Their latest work was likely the best of their reunion. What was meant to be a one-off spectacle has evolved into a decade-long experience of new music and wilder styles. Autofiction is a brilliant piece from Suede, a personable and heavy-hitting album which still rivals their heyday works. Continuing the trend and feel of their latest album with Antidepressants, a new song debuted at a series of live shows, it sounds like the band is willing to maintain a stiff openness with their audience. Rightly so. Brett Anderson found a new route through to the heart with his work on Autofiction, and with the band sounding as slick and composed as they are, it makes sense to continue the momentum with new music. When Antidepressants will be released, nobody can know for sure, but the live performances of the song give us a glimpse into what should be a bright future for the band.
Confirmation of a new record on the way and a tease of new material is the way to go with Suede. What a performance this one makes for and it reflects well on the band that they learned from the best bits of Autofiction. Within this latest piece is a sincerity carried over from their previous release with the same venomous edge which gives Suede the advantage over their contemporaries. Though listeners are a ways off hearing the new album, as Suede were still writing it as of this summer, the first snippet of finished material is a powerhouse. Antidepressants makes for a glorious, clap-a-long piece of bold new sound. Suede has offered a grand consistency and it is from the lower octave of their frontman. A man who has accepted the changed range and not only leaned into it, but made it work for the classics as well as the new material.

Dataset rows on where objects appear
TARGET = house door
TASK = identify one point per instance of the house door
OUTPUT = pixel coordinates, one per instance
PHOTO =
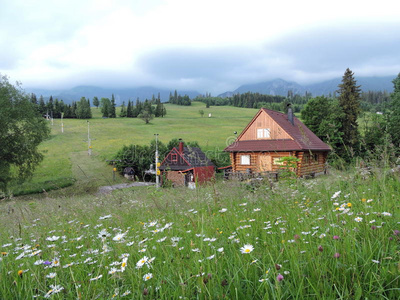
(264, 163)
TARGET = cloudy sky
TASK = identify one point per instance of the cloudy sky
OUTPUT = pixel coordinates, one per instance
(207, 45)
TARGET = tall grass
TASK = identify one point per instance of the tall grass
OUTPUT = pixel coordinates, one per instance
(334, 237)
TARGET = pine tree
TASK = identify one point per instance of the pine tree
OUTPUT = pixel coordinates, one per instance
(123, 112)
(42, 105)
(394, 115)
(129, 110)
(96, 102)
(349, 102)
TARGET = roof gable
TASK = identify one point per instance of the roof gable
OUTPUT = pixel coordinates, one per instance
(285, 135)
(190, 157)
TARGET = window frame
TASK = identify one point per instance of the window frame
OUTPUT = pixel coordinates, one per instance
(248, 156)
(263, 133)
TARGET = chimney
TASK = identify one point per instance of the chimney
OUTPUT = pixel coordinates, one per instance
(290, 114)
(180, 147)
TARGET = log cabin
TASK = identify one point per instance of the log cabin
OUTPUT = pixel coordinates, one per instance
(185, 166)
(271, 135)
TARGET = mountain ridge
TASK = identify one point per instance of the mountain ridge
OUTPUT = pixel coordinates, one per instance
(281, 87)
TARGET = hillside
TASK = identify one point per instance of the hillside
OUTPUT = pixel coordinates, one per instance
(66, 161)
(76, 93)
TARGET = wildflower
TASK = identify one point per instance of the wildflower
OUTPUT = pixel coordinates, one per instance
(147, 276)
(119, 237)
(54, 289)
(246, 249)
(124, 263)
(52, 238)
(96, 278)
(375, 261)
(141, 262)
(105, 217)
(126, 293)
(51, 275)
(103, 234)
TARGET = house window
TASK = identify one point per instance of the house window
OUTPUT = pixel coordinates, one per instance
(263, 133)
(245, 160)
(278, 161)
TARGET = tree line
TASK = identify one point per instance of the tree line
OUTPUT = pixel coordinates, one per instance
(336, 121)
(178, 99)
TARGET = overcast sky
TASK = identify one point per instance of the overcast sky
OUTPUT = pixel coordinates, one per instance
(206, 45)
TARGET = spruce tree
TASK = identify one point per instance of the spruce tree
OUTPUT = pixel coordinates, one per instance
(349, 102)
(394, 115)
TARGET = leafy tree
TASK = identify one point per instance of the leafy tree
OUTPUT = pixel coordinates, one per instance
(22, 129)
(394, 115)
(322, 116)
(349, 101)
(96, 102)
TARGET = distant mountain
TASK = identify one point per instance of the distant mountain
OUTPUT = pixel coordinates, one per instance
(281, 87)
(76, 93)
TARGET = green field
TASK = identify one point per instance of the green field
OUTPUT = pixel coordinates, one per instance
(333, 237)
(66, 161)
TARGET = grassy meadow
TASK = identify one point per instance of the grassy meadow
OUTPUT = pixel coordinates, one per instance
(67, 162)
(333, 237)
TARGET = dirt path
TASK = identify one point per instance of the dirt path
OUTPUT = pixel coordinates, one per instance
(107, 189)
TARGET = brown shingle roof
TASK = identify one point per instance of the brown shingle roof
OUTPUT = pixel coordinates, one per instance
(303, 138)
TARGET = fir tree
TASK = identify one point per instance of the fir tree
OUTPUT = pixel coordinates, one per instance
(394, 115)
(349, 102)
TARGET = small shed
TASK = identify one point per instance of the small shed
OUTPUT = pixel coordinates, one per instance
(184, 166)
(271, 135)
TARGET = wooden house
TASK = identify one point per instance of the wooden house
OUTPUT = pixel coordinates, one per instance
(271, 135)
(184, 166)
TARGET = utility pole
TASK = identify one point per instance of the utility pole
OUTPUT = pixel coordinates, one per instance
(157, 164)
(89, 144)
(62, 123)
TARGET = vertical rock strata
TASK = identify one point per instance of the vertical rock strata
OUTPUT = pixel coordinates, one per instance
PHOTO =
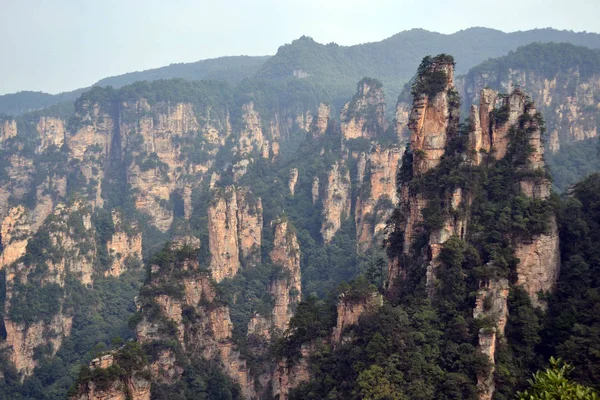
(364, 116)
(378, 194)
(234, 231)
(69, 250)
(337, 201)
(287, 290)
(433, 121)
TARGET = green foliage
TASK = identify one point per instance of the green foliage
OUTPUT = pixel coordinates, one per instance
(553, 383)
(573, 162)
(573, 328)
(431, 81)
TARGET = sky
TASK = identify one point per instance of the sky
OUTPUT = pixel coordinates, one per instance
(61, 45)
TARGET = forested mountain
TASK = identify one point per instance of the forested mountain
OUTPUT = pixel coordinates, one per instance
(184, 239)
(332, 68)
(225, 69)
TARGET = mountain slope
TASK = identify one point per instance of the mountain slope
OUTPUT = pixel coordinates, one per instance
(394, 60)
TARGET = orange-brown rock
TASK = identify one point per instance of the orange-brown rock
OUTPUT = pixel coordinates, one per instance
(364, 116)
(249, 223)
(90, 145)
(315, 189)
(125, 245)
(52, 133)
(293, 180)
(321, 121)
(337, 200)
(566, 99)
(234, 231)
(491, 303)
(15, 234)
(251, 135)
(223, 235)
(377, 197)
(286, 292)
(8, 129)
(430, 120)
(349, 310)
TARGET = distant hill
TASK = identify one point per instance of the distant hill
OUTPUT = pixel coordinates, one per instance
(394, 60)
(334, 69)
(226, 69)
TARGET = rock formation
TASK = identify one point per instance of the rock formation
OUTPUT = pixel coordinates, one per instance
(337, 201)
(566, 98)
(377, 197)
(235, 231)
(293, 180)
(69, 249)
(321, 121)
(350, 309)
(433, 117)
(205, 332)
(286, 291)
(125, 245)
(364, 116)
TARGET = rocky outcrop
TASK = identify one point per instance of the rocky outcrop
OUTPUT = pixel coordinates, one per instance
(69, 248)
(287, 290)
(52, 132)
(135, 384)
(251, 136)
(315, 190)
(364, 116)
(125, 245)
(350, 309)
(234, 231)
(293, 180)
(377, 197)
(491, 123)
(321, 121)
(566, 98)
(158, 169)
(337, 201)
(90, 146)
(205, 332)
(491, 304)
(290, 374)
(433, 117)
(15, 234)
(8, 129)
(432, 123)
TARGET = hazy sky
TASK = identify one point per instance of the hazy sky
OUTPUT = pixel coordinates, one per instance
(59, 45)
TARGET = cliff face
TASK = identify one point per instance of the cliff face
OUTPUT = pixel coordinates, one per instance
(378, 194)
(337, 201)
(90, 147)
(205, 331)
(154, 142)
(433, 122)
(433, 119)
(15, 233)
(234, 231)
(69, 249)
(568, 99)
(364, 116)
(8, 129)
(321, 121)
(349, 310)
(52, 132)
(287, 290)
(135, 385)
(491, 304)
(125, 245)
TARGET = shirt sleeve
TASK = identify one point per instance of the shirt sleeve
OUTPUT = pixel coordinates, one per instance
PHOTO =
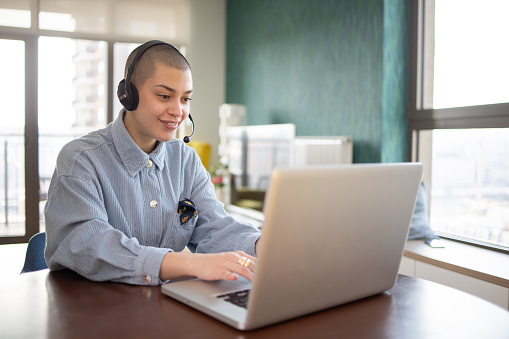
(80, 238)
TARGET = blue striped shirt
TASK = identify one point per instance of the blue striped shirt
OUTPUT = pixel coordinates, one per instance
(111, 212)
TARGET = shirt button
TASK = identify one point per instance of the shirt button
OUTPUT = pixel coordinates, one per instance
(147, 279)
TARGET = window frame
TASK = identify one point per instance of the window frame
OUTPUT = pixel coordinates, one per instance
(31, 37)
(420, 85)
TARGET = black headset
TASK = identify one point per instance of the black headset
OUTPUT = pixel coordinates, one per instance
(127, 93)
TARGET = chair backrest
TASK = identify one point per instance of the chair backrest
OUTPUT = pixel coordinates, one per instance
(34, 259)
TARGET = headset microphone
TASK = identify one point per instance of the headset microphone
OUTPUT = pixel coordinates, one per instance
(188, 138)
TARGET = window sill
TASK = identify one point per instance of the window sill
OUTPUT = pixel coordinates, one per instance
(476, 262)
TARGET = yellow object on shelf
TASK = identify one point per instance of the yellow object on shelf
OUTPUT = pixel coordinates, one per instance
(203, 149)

▶ **DIRECTIONS**:
1. According to the Suede review, where did the new song Antidepressants debut?
2. Reproduce everything in the Suede review from "Confirmation of a" down to "the new material.".

▶ **SOLUTIONS FOR EACH TASK**:
1. It debuted at a series of live shows.

2.
Confirmation of a new record on the way and a tease of new material is the way to go with Suede. What a performance this one makes for and it reflects well on the band that they learned from the best bits of Autofiction. Within this latest piece is a sincerity carried over from their previous release with the same venomous edge which gives Suede the advantage over their contemporaries. Though listeners are a ways off hearing the new album, as Suede were still writing it as of this summer, the first snippet of finished material is a powerhouse. Antidepressants makes for a glorious, clap-a-long piece of bold new sound. Suede has offered a grand consistency and it is from the lower octave of their frontman. A man who has accepted the changed range and not only leaned into it, but made it work for the classics as well as the new material.